- WORK TO COMPLETE: State how many lines of the entries contain the string "every", where case counts. Give only the number.

----

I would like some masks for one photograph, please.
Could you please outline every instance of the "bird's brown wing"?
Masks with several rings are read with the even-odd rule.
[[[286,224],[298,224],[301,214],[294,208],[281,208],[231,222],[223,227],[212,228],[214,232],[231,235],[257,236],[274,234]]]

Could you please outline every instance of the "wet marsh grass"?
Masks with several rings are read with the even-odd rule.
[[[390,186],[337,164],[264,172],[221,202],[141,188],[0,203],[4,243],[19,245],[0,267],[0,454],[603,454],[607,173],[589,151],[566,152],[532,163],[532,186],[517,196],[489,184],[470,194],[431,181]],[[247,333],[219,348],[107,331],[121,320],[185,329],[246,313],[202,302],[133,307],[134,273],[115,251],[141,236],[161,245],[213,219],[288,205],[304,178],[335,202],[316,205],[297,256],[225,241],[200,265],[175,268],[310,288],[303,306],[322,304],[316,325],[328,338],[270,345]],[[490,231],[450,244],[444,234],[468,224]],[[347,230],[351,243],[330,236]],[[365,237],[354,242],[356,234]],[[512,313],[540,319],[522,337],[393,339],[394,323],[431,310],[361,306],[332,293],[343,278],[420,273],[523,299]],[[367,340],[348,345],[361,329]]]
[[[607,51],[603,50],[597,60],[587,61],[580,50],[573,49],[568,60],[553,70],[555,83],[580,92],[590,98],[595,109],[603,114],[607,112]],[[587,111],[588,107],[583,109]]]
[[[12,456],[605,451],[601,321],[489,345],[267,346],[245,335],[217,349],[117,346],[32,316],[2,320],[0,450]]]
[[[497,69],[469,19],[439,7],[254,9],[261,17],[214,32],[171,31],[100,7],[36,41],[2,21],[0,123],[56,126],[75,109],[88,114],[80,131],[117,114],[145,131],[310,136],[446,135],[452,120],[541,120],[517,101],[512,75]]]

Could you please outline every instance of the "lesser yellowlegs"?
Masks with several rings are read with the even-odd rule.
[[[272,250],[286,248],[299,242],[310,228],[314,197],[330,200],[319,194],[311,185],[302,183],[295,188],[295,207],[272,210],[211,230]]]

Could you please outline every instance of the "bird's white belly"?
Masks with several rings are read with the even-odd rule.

----

- SOLUTION TO THIS PROBLEM: 4